**READING PASSAGE:**
────────────────
HESP is delivered over HTTP 1.1. it uses chunk transfer encoding at a very small granularity to allow a very low latency. It uses byte range requests because byte range requests allow you to start at a given position in the video and not just at the start of a segment. And that's obviously very beneficial to reduce the startup latency. Now, alternatively, also HTTP2 frame-based streaming could be used.

HESP relies on two complementary streams to achieve its astonishing results. Our first stream, the initialization stream, contains the keyframes of all the images. Now, this stream is not regularly used. It's only used when we start a new stream. At that moment, we request the most recent image that's available in the initialization stream, or another image if you want to start at a specific location. And because the initialization stream's images are keyframes, playback can start at once. Now, keyframes are expensive in terms of bandwidth. So, we do not want to continue playing out the following images from the initialization stream. And that's when the continuation stream kicks in. After the keyframe of the initialization stream, images are requested from the continuation stream. And that's a stream that's regularly encoded for low latency purposes. And request the images from this continuation stream starting at exactly the right location by using a byte range request.

Now let us visualize this: assume we have an initialization stream with frames capital A1, capital B1, and so on. At some point in time, a user wants to start watching video. So, the player will then request the most recent initialization frame, let us say capital C1. Next, the player will automatically request the following images from the corresponding continuation stream at exactly the right location, so small d1. And then it's followed by small e1, small f1, and so on. And it's the protocol details of HESP that will define how we exactly find the small d1 and e1 after having received capital C1. Now assume that the user wants to change the channel. The player then requests a new initialization frame, it requests the most recent initialization frame of the second video, let us say capital G1. And after that, the continuation stream takes over with small h2 i2 and so on.
────────────────
**DATA:**

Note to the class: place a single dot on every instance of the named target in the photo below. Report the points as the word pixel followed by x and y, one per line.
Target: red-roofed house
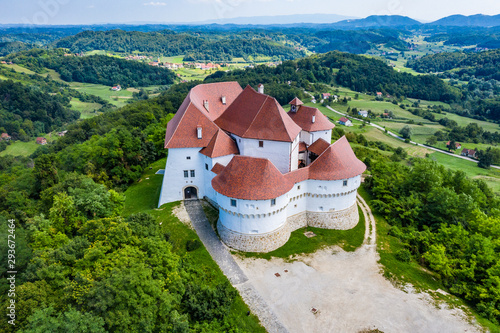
────────────────
**STATED EXERCISE:** According to the HESP passage, which of the two streams contains the keyframes of all the images?

**ANSWER TO THIS TASK:** The initialization stream.